==== Vorliegender Text ====

Seit einem Monat protestieren Menschen in der Republik Moldau gegen die Regierung. Sie soll massiv EU-Mittel veruntreut haben. Noch ist das Protestlager gespalten in prorussisch und proeuropäische Demonstranten. Das könnte sich aber bald ändern, wenn der IWF dem Land keinen neuen Kredit gewährt. Viele Moldauer könnten es verstehen.

Von Florian Kellermann | 08.10.2015
    Ein Zeltlager bei einer Protestkundgebung in Chisinau, der Hauptstadt von Moldau.
    Ein Zeltlager bei einer Protestkundgebung in Chisinau, der Hauptstadt von Moldau. (imago / ITAR-TASS / Vadim Denisov)

==== Datenteil ====

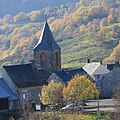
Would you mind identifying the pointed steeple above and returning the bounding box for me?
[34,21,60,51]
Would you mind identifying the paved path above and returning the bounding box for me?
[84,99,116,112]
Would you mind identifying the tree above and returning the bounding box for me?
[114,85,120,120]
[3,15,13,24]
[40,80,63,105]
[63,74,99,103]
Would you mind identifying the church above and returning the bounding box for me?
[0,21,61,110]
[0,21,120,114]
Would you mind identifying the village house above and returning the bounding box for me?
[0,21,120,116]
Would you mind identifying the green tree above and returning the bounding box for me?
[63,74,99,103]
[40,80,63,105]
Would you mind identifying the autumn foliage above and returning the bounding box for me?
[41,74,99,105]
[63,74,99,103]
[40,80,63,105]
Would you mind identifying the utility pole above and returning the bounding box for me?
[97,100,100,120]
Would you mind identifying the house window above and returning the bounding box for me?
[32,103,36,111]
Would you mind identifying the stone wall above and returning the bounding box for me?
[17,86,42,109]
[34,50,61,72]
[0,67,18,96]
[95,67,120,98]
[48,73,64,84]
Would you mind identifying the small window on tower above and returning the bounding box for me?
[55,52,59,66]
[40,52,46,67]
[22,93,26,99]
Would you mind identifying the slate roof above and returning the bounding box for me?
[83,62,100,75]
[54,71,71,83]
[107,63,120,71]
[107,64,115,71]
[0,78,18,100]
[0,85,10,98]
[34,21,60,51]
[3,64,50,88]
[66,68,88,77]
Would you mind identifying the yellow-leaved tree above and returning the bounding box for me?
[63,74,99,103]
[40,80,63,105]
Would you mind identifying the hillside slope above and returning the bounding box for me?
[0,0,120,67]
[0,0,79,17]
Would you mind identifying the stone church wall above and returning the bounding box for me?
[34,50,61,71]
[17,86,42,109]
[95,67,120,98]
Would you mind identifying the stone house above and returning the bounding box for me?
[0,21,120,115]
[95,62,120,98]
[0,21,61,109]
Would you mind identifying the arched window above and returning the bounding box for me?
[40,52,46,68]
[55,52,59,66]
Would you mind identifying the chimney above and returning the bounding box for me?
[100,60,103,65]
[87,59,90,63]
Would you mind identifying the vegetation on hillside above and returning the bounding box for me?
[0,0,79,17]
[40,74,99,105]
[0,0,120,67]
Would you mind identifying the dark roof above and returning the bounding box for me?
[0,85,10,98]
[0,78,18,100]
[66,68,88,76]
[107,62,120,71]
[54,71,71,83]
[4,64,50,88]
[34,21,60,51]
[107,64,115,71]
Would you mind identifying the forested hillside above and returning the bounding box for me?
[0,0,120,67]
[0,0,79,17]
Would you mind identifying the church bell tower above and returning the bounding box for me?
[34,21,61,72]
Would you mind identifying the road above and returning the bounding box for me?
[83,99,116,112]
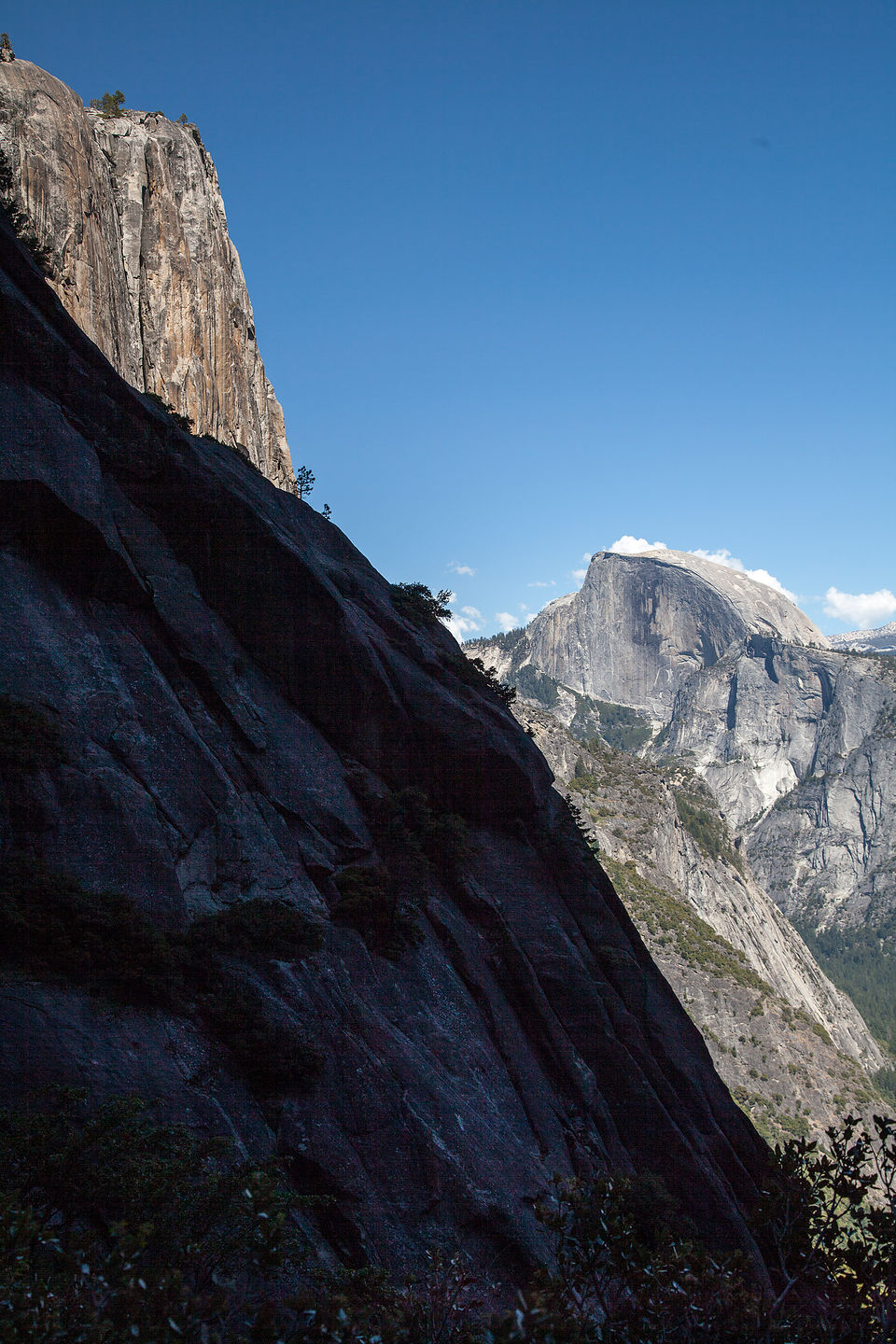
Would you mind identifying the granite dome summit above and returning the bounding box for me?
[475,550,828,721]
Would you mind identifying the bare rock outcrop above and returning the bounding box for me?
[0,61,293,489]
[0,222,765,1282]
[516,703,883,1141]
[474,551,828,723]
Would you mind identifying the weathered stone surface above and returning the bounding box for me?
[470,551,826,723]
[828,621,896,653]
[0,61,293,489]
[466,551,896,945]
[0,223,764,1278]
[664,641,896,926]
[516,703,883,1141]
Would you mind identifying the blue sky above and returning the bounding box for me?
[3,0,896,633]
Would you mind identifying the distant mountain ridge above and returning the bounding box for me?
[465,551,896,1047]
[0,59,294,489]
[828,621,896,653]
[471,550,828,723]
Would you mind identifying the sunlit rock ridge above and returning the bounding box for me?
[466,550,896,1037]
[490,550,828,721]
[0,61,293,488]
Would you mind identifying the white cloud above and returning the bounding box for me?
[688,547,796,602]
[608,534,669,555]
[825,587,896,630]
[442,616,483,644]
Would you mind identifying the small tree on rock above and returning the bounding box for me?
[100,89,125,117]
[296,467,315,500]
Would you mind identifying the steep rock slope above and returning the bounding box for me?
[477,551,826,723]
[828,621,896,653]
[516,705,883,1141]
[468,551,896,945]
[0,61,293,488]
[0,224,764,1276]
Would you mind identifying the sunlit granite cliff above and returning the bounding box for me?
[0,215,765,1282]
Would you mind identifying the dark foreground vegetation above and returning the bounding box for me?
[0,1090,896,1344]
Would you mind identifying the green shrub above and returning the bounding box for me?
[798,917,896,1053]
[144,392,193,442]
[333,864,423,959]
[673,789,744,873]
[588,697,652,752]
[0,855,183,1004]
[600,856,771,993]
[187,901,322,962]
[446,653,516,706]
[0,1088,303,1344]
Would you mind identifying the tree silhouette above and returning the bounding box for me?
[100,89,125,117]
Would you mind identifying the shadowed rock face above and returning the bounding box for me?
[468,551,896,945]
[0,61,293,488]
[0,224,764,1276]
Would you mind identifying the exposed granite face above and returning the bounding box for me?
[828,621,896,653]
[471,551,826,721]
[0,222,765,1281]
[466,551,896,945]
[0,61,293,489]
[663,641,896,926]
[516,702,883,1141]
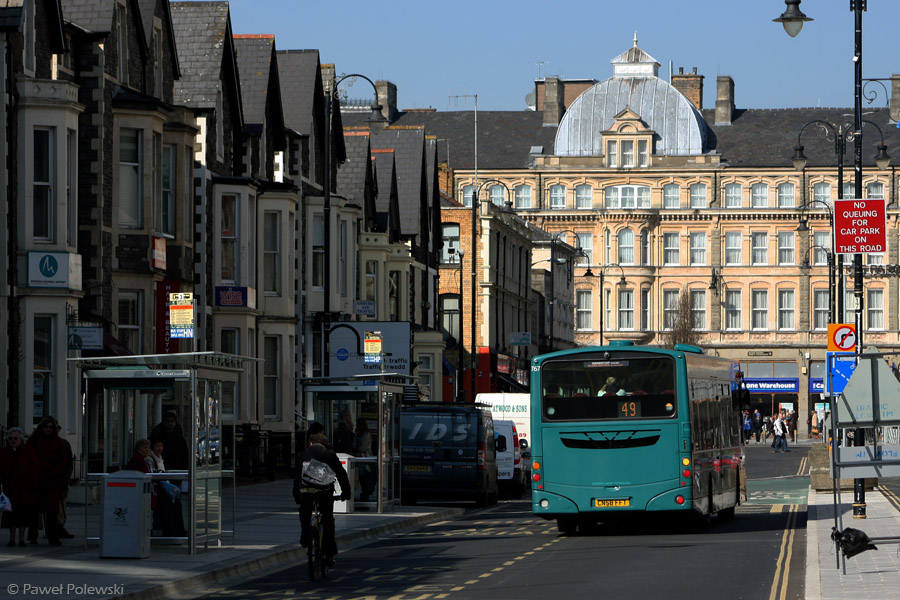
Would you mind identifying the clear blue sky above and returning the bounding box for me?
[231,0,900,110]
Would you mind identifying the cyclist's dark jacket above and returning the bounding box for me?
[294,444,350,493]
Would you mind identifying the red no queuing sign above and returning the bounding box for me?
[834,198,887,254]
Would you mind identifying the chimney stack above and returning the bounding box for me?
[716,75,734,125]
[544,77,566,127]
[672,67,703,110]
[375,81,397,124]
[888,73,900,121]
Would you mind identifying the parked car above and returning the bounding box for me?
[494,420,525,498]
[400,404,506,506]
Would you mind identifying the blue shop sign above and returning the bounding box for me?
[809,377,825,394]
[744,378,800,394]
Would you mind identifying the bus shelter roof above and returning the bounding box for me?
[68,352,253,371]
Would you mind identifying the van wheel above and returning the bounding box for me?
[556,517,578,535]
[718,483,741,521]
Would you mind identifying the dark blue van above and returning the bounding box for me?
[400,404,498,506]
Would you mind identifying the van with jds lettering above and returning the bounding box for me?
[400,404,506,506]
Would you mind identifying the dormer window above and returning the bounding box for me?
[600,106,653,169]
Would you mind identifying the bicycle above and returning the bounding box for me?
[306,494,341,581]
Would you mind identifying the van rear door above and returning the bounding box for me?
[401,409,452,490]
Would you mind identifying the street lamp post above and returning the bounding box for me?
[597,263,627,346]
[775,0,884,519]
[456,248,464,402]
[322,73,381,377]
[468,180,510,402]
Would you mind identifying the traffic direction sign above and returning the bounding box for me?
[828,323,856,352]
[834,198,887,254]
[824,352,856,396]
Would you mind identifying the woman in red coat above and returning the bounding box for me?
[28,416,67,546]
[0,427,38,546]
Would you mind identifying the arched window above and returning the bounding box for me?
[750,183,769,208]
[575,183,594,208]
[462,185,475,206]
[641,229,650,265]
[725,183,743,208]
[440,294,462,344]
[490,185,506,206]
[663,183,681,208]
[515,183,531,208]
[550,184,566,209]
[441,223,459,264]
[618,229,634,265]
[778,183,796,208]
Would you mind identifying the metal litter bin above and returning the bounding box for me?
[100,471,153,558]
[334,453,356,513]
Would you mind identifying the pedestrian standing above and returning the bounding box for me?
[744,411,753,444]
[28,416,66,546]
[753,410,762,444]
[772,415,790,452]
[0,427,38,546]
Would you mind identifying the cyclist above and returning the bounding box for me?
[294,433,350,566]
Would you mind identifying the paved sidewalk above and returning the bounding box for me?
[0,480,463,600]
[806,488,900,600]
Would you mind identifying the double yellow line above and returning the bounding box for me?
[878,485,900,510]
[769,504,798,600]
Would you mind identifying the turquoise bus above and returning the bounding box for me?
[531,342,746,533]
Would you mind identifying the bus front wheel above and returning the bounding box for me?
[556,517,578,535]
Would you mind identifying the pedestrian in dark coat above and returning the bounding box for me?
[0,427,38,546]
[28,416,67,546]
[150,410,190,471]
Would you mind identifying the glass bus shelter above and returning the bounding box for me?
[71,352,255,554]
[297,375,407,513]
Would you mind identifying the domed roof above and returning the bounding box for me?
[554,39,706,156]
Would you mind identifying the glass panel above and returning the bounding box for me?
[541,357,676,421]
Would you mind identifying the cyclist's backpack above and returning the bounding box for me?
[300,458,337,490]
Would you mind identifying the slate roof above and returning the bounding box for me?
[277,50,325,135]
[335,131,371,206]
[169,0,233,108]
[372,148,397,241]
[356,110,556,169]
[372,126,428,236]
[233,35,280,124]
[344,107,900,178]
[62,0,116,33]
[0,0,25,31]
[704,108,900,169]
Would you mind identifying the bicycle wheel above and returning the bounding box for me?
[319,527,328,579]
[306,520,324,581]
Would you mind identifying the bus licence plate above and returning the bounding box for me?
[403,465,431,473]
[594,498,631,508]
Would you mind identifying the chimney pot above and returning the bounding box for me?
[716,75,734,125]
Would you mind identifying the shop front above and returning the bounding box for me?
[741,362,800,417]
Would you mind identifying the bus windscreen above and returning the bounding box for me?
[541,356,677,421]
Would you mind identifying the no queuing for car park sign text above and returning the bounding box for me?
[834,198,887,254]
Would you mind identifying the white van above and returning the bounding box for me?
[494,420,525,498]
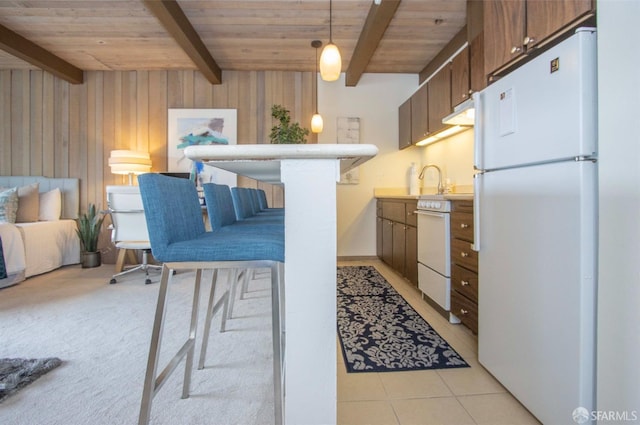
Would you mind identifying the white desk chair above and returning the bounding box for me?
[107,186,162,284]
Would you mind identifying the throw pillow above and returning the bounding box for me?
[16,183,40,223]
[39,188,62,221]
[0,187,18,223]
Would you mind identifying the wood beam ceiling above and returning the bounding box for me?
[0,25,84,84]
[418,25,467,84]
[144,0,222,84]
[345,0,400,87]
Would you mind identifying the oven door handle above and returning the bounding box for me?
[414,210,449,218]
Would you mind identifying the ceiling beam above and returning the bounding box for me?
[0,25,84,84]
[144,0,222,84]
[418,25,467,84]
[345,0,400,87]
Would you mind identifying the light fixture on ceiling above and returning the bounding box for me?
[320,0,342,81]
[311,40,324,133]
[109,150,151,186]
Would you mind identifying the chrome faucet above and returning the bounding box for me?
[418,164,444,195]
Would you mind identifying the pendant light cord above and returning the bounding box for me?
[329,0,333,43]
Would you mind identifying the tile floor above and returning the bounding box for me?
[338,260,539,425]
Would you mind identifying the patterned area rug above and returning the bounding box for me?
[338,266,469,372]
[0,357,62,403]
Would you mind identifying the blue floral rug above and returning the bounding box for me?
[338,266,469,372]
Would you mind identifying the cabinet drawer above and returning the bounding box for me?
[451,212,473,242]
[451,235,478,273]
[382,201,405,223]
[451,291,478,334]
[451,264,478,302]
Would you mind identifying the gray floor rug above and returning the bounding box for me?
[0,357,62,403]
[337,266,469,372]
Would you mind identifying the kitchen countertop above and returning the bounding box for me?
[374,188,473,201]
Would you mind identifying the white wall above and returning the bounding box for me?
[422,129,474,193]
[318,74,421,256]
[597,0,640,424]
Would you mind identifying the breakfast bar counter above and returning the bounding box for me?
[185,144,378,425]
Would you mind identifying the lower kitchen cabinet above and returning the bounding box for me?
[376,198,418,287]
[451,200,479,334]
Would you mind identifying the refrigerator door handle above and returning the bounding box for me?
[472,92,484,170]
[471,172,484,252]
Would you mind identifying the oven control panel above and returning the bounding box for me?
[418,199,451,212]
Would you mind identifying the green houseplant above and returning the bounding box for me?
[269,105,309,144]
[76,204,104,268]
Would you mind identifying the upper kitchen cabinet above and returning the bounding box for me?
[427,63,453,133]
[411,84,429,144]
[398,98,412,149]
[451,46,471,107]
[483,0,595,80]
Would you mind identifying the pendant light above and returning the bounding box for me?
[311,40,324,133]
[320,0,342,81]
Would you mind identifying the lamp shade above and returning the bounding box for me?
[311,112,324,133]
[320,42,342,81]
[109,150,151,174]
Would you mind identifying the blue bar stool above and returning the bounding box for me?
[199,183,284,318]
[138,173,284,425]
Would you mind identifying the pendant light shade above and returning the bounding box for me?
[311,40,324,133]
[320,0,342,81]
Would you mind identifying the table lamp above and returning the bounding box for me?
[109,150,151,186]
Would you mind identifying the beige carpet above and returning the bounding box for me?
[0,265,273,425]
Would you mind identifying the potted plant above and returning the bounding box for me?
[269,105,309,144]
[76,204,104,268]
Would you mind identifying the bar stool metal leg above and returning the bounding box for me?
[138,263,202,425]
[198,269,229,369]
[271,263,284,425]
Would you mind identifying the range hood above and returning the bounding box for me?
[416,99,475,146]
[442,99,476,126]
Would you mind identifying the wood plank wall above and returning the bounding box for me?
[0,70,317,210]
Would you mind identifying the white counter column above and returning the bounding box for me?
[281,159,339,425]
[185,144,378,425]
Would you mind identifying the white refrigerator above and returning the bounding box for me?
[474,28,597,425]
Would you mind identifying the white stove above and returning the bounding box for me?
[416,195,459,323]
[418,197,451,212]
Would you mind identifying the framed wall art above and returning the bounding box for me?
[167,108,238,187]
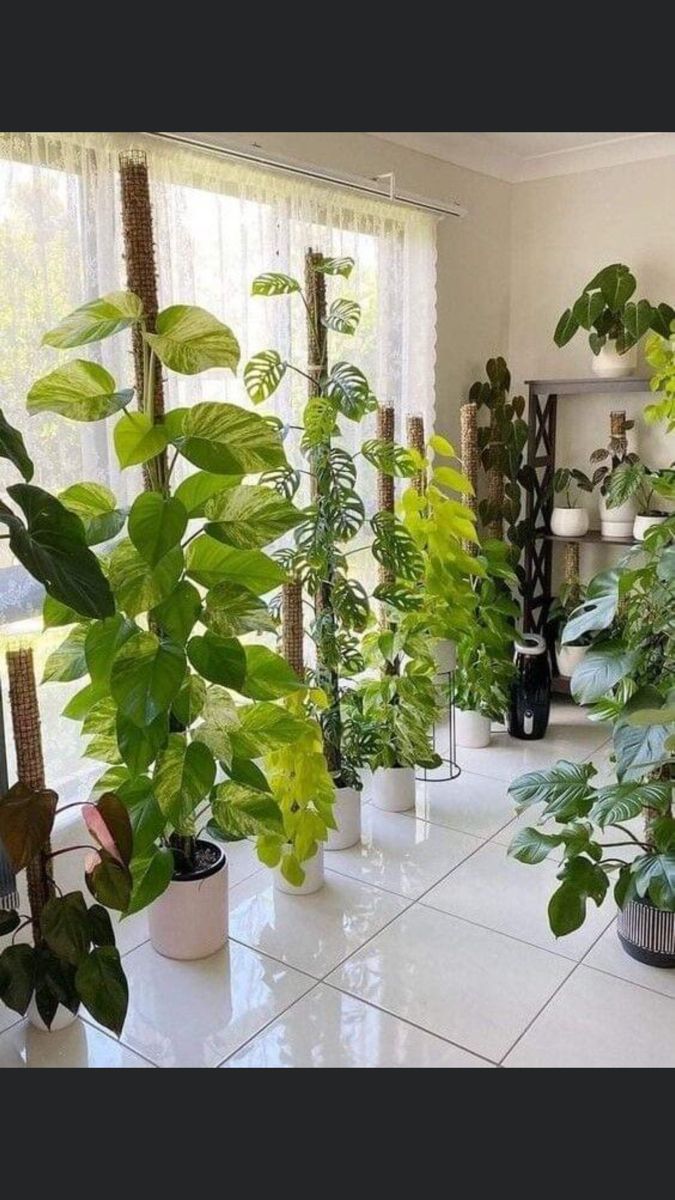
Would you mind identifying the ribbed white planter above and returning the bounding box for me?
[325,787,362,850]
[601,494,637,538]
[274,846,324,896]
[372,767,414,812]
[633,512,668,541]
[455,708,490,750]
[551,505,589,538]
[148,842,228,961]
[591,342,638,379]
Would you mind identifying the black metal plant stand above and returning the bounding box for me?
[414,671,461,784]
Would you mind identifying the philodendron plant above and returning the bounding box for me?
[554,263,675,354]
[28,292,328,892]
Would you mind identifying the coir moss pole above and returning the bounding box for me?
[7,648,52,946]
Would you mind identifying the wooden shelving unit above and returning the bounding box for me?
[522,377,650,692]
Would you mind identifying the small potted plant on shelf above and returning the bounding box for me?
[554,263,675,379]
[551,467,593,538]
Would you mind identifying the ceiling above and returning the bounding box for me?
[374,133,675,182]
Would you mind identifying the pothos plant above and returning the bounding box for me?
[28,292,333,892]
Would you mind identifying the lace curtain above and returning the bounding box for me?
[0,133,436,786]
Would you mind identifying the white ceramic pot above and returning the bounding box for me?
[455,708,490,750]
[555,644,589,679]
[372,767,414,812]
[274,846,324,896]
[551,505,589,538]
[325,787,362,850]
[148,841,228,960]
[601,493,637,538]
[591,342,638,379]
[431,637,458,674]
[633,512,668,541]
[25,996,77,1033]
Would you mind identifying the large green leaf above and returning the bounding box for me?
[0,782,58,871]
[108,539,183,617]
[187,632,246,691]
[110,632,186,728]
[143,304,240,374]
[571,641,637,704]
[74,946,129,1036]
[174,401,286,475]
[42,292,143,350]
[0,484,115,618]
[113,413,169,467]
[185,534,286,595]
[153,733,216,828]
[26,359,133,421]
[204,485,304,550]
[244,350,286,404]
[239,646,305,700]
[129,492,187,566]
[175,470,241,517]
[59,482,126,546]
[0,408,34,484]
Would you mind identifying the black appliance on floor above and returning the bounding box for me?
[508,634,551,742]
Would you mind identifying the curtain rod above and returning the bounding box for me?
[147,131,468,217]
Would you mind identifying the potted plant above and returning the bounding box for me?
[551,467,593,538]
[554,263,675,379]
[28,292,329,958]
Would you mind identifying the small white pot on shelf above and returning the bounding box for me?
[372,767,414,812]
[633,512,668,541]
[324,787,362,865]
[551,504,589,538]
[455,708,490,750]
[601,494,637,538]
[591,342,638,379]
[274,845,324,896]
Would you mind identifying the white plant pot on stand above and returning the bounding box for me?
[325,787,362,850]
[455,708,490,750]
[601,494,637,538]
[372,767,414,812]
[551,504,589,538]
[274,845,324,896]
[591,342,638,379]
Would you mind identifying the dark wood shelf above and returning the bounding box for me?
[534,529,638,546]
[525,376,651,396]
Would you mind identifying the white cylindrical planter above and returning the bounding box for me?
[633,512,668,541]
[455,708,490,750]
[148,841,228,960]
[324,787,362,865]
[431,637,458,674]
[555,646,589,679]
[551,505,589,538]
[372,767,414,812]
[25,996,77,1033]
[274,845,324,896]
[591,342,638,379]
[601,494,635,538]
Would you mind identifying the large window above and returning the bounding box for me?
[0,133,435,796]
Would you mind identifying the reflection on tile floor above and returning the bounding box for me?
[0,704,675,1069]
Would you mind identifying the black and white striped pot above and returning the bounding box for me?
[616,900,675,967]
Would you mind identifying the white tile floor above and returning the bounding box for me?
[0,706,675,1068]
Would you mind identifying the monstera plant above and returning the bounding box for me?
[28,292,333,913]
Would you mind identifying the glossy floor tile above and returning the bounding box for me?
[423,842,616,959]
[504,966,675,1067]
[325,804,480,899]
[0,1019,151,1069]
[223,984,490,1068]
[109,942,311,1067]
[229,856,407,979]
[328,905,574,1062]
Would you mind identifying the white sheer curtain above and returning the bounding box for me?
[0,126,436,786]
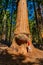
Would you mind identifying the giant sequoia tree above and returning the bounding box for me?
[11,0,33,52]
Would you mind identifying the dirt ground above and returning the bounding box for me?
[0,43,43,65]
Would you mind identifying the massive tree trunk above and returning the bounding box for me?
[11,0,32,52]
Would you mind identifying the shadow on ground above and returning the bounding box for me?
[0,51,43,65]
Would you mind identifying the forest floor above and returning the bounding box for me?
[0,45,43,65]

====

→ **Aufgabe**: Wiederhole aus dem Text über die Proteste in Moldau wortgetreu den Abschnitt zwischen „Seit einem Monat“ und „ITAR-TASS / Vadim Denisov)“, beide eingeschlossen. Die Auflistung wird hier nicht gebraucht.

→ **Antwort**:
Seit einem Monat protestieren Menschen in der Republik Moldau gegen die Regierung. Sie soll massiv EU-Mittel veruntreut haben. Noch ist das Protestlager gespalten in prorussisch und proeuropäische Demonstranten. Das könnte sich aber bald ändern, wenn der IWF dem Land keinen neuen Kredit gewährt. Viele Moldauer könnten es verstehen.

Von Florian Kellermann | 08.10.2015
    Ein Zeltlager bei einer Protestkundgebung in Chisinau, der Hauptstadt von Moldau.
    Ein Zeltlager bei einer Protestkundgebung in Chisinau, der Hauptstadt von Moldau. (imago / ITAR-TASS / Vadim Denisov)